- TASK ITEM: Your answer must contain each line of the listing in which "vase" appears, copied in full.
(RECORDED DATA)
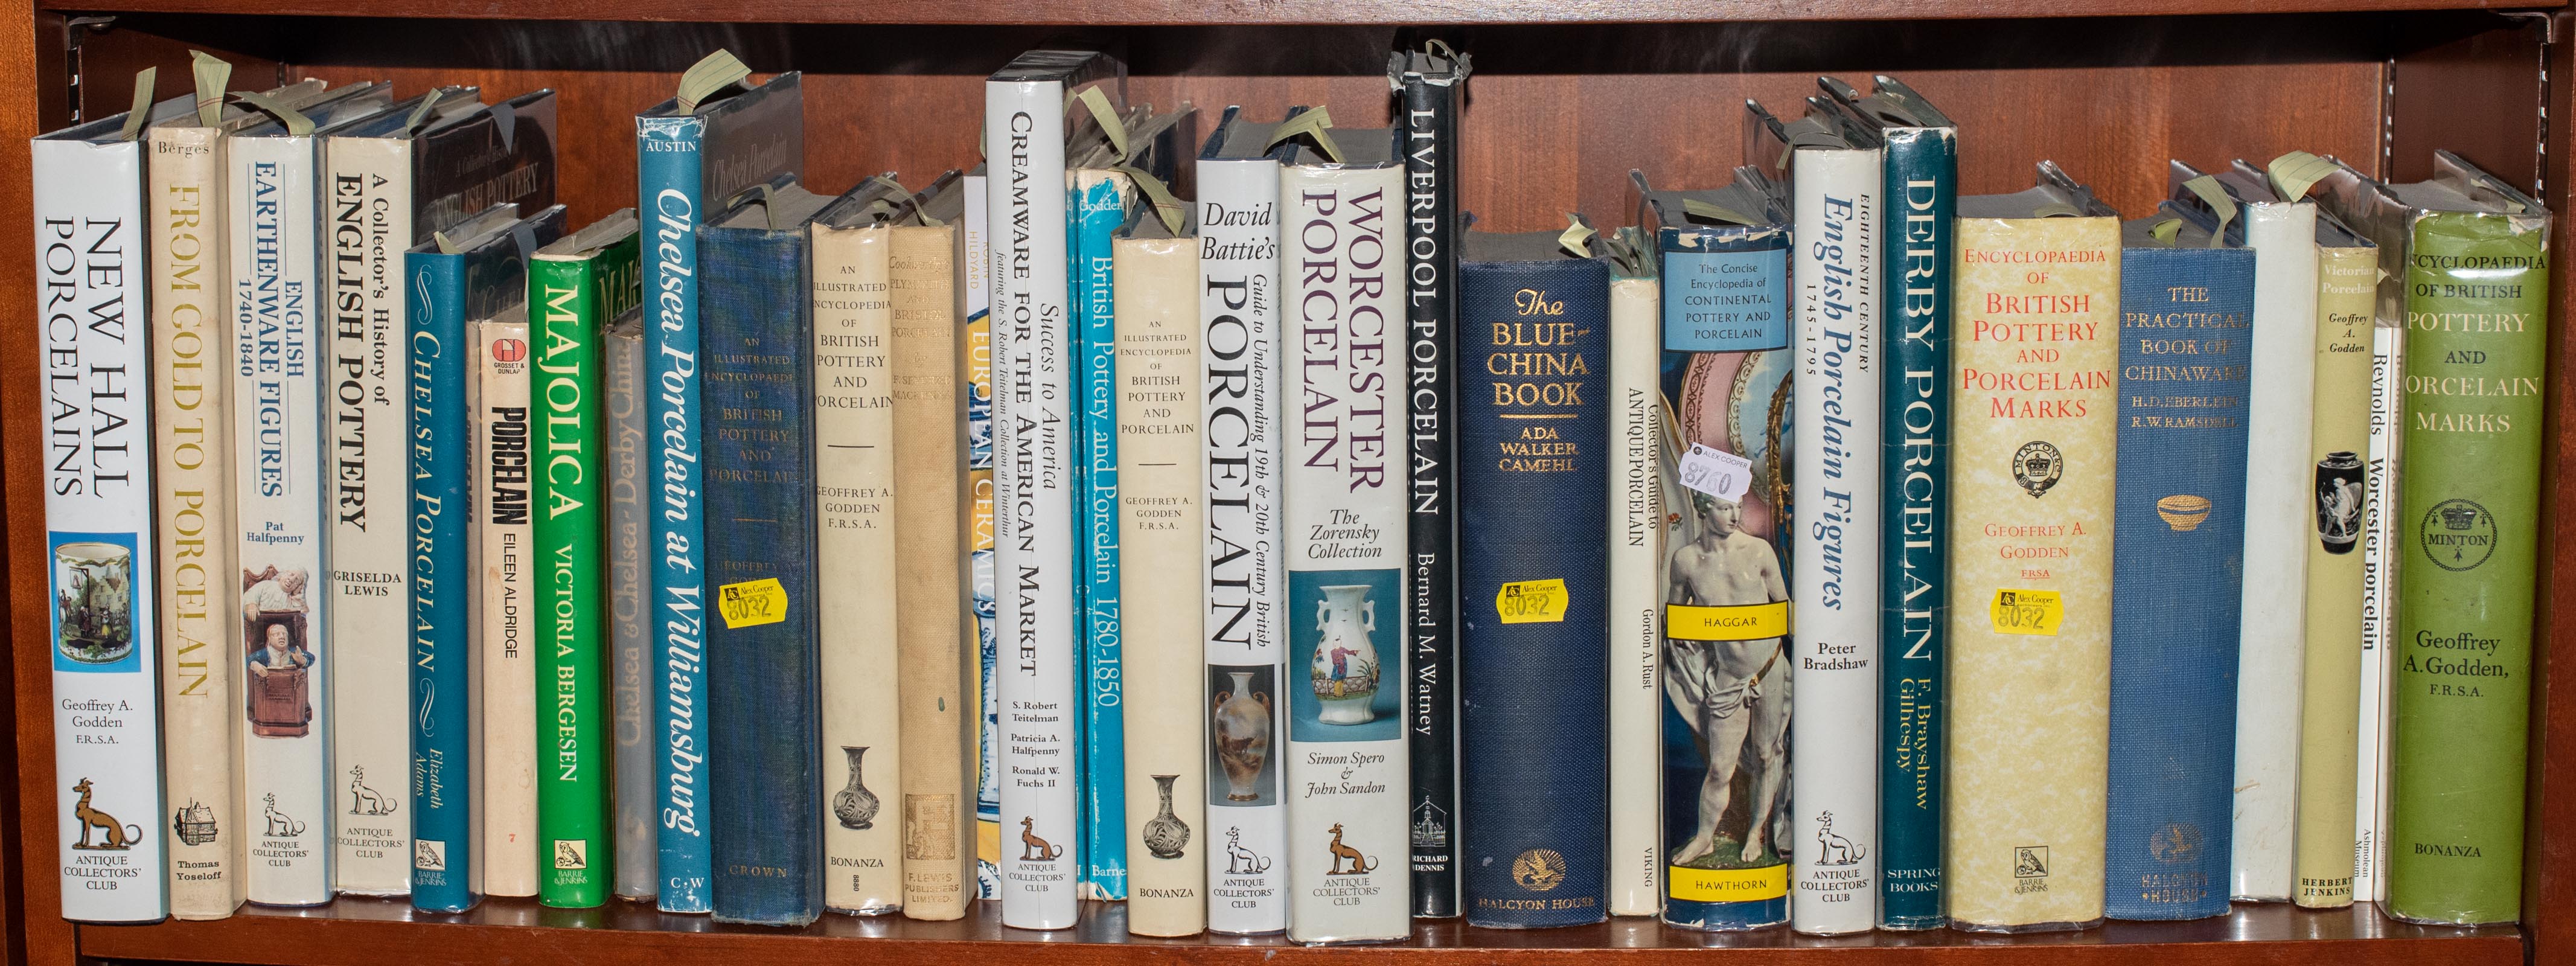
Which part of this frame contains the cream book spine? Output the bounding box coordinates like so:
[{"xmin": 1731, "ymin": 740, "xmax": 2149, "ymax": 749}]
[
  {"xmin": 1115, "ymin": 231, "xmax": 1209, "ymax": 938},
  {"xmin": 2293, "ymin": 239, "xmax": 2375, "ymax": 907},
  {"xmin": 2356, "ymin": 314, "xmax": 2402, "ymax": 904},
  {"xmin": 1789, "ymin": 143, "xmax": 1884, "ymax": 936},
  {"xmin": 2230, "ymin": 201, "xmax": 2319, "ymax": 903},
  {"xmin": 1944, "ymin": 210, "xmax": 2118, "ymax": 932},
  {"xmin": 230, "ymin": 130, "xmax": 335, "ymax": 907},
  {"xmin": 476, "ymin": 315, "xmax": 537, "ymax": 897},
  {"xmin": 151, "ymin": 119, "xmax": 248, "ymax": 920},
  {"xmin": 1606, "ymin": 266, "xmax": 1663, "ymax": 917},
  {"xmin": 38, "ymin": 116, "xmax": 170, "ymax": 924},
  {"xmin": 1279, "ymin": 154, "xmax": 1411, "ymax": 945},
  {"xmin": 889, "ymin": 219, "xmax": 970, "ymax": 920},
  {"xmin": 321, "ymin": 133, "xmax": 415, "ymax": 897},
  {"xmin": 813, "ymin": 217, "xmax": 903, "ymax": 915}
]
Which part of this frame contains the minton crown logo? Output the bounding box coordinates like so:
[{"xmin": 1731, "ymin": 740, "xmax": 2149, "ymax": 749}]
[{"xmin": 2421, "ymin": 498, "xmax": 2499, "ymax": 572}]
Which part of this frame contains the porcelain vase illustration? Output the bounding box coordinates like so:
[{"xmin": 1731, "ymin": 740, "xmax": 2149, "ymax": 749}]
[
  {"xmin": 1212, "ymin": 672, "xmax": 1272, "ymax": 801},
  {"xmin": 1309, "ymin": 584, "xmax": 1382, "ymax": 725},
  {"xmin": 1142, "ymin": 775, "xmax": 1191, "ymax": 859},
  {"xmin": 834, "ymin": 746, "xmax": 880, "ymax": 830}
]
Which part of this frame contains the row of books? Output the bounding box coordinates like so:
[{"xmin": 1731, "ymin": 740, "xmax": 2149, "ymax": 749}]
[{"xmin": 34, "ymin": 46, "xmax": 2544, "ymax": 940}]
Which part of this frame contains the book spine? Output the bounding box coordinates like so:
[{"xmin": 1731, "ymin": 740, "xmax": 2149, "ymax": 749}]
[
  {"xmin": 609, "ymin": 316, "xmax": 654, "ymax": 901},
  {"xmin": 963, "ymin": 172, "xmax": 1003, "ymax": 901},
  {"xmin": 1877, "ymin": 126, "xmax": 1955, "ymax": 930},
  {"xmin": 1113, "ymin": 233, "xmax": 1209, "ymax": 937},
  {"xmin": 150, "ymin": 124, "xmax": 248, "ymax": 921},
  {"xmin": 638, "ymin": 115, "xmax": 713, "ymax": 913},
  {"xmin": 1197, "ymin": 153, "xmax": 1289, "ymax": 935},
  {"xmin": 890, "ymin": 222, "xmax": 969, "ymax": 919},
  {"xmin": 476, "ymin": 316, "xmax": 537, "ymax": 898},
  {"xmin": 407, "ymin": 250, "xmax": 475, "ymax": 912},
  {"xmin": 2106, "ymin": 244, "xmax": 2254, "ymax": 921},
  {"xmin": 2355, "ymin": 310, "xmax": 2402, "ymax": 904},
  {"xmin": 701, "ymin": 226, "xmax": 823, "ymax": 927},
  {"xmin": 986, "ymin": 77, "xmax": 1081, "ymax": 930},
  {"xmin": 2293, "ymin": 243, "xmax": 2374, "ymax": 909},
  {"xmin": 1656, "ymin": 229, "xmax": 1791, "ymax": 932},
  {"xmin": 2385, "ymin": 210, "xmax": 2549, "ymax": 926},
  {"xmin": 1945, "ymin": 213, "xmax": 2118, "ymax": 932},
  {"xmin": 231, "ymin": 133, "xmax": 334, "ymax": 907},
  {"xmin": 1399, "ymin": 66, "xmax": 1463, "ymax": 923},
  {"xmin": 1457, "ymin": 255, "xmax": 1610, "ymax": 929},
  {"xmin": 532, "ymin": 255, "xmax": 610, "ymax": 908},
  {"xmin": 37, "ymin": 137, "xmax": 168, "ymax": 924},
  {"xmin": 1788, "ymin": 147, "xmax": 1882, "ymax": 936},
  {"xmin": 324, "ymin": 136, "xmax": 415, "ymax": 898},
  {"xmin": 2231, "ymin": 204, "xmax": 2321, "ymax": 903},
  {"xmin": 1075, "ymin": 175, "xmax": 1129, "ymax": 902},
  {"xmin": 1606, "ymin": 269, "xmax": 1663, "ymax": 917},
  {"xmin": 813, "ymin": 220, "xmax": 903, "ymax": 915},
  {"xmin": 1280, "ymin": 162, "xmax": 1411, "ymax": 945}
]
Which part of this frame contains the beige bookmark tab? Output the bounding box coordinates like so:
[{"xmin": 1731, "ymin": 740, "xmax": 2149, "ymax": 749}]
[
  {"xmin": 403, "ymin": 90, "xmax": 444, "ymax": 136},
  {"xmin": 2149, "ymin": 217, "xmax": 2184, "ymax": 247},
  {"xmin": 2031, "ymin": 202, "xmax": 2084, "ymax": 218},
  {"xmin": 232, "ymin": 89, "xmax": 313, "ymax": 136},
  {"xmin": 2266, "ymin": 150, "xmax": 2339, "ymax": 202},
  {"xmin": 115, "ymin": 68, "xmax": 157, "ymax": 141},
  {"xmin": 188, "ymin": 51, "xmax": 231, "ymax": 126},
  {"xmin": 1070, "ymin": 86, "xmax": 1130, "ymax": 162},
  {"xmin": 433, "ymin": 230, "xmax": 462, "ymax": 255},
  {"xmin": 677, "ymin": 49, "xmax": 752, "ymax": 112},
  {"xmin": 1265, "ymin": 106, "xmax": 1343, "ymax": 164},
  {"xmin": 1116, "ymin": 165, "xmax": 1187, "ymax": 235},
  {"xmin": 1558, "ymin": 213, "xmax": 1596, "ymax": 258},
  {"xmin": 2179, "ymin": 174, "xmax": 2235, "ymax": 248}
]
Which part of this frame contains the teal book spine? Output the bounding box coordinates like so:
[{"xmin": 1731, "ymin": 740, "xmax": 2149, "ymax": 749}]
[
  {"xmin": 407, "ymin": 247, "xmax": 475, "ymax": 913},
  {"xmin": 1075, "ymin": 174, "xmax": 1128, "ymax": 900},
  {"xmin": 1876, "ymin": 124, "xmax": 1954, "ymax": 929}
]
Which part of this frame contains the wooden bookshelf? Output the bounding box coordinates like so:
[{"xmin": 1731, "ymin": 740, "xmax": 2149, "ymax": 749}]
[{"xmin": 2, "ymin": 2, "xmax": 2573, "ymax": 965}]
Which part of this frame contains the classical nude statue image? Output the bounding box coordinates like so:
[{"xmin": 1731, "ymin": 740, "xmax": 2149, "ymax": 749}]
[{"xmin": 1664, "ymin": 489, "xmax": 1792, "ymax": 868}]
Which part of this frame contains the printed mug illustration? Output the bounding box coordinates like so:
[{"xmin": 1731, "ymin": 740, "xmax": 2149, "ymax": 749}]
[{"xmin": 53, "ymin": 542, "xmax": 135, "ymax": 665}]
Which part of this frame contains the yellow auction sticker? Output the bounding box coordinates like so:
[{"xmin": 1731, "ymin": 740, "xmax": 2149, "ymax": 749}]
[
  {"xmin": 1989, "ymin": 587, "xmax": 2062, "ymax": 636},
  {"xmin": 718, "ymin": 577, "xmax": 788, "ymax": 629},
  {"xmin": 1495, "ymin": 578, "xmax": 1570, "ymax": 624}
]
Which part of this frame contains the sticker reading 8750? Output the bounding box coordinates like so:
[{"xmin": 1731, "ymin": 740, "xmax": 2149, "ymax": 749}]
[
  {"xmin": 1987, "ymin": 588, "xmax": 2062, "ymax": 637},
  {"xmin": 718, "ymin": 578, "xmax": 788, "ymax": 629}
]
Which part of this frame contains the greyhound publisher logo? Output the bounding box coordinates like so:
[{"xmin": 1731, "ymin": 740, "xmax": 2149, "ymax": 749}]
[{"xmin": 1812, "ymin": 810, "xmax": 1865, "ymax": 866}]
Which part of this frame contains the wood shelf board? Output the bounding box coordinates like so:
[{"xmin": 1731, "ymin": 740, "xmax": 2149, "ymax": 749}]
[
  {"xmin": 75, "ymin": 897, "xmax": 2523, "ymax": 965},
  {"xmin": 28, "ymin": 0, "xmax": 2571, "ymax": 25}
]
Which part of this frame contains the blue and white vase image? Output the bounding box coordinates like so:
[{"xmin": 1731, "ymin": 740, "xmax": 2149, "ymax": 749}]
[{"xmin": 1308, "ymin": 584, "xmax": 1382, "ymax": 725}]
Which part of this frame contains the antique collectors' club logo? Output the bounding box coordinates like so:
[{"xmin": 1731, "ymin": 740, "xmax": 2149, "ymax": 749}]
[
  {"xmin": 2013, "ymin": 441, "xmax": 2062, "ymax": 498},
  {"xmin": 2421, "ymin": 498, "xmax": 2498, "ymax": 572}
]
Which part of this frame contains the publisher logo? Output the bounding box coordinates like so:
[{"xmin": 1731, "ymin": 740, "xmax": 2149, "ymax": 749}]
[
  {"xmin": 2012, "ymin": 441, "xmax": 2063, "ymax": 498},
  {"xmin": 553, "ymin": 839, "xmax": 587, "ymax": 870},
  {"xmin": 1512, "ymin": 848, "xmax": 1567, "ymax": 892},
  {"xmin": 2014, "ymin": 846, "xmax": 2050, "ymax": 878},
  {"xmin": 415, "ymin": 839, "xmax": 447, "ymax": 871},
  {"xmin": 2421, "ymin": 498, "xmax": 2497, "ymax": 572},
  {"xmin": 491, "ymin": 338, "xmax": 528, "ymax": 363}
]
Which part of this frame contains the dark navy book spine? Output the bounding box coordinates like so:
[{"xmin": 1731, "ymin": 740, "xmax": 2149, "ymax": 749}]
[
  {"xmin": 407, "ymin": 249, "xmax": 475, "ymax": 913},
  {"xmin": 2106, "ymin": 241, "xmax": 2254, "ymax": 921},
  {"xmin": 1457, "ymin": 252, "xmax": 1611, "ymax": 929},
  {"xmin": 1876, "ymin": 124, "xmax": 1955, "ymax": 930},
  {"xmin": 698, "ymin": 223, "xmax": 823, "ymax": 927}
]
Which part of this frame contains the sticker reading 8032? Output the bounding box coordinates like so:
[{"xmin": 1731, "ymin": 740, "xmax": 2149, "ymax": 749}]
[
  {"xmin": 1988, "ymin": 587, "xmax": 2062, "ymax": 636},
  {"xmin": 718, "ymin": 578, "xmax": 788, "ymax": 629}
]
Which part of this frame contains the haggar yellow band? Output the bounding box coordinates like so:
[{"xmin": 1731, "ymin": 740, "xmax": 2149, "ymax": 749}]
[{"xmin": 1665, "ymin": 601, "xmax": 1790, "ymax": 642}]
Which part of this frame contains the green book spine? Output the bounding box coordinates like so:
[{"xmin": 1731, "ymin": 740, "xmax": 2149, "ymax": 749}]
[
  {"xmin": 2387, "ymin": 209, "xmax": 2548, "ymax": 926},
  {"xmin": 531, "ymin": 232, "xmax": 641, "ymax": 907}
]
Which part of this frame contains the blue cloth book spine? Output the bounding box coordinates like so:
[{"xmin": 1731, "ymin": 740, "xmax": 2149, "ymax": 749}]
[
  {"xmin": 1876, "ymin": 123, "xmax": 1955, "ymax": 930},
  {"xmin": 2105, "ymin": 223, "xmax": 2254, "ymax": 921},
  {"xmin": 636, "ymin": 116, "xmax": 714, "ymax": 913},
  {"xmin": 1075, "ymin": 175, "xmax": 1128, "ymax": 900},
  {"xmin": 407, "ymin": 248, "xmax": 475, "ymax": 913},
  {"xmin": 1456, "ymin": 246, "xmax": 1612, "ymax": 928},
  {"xmin": 698, "ymin": 217, "xmax": 823, "ymax": 927}
]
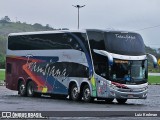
(End RECORDED DATA)
- ANSWER TO THE PROBLEM:
Which part of this frame contains the porcelain vase illustration? Output the bounding box coordinates like so:
Which part of this frame contains the blue and white vase image? Output the bounding box coordinates like so:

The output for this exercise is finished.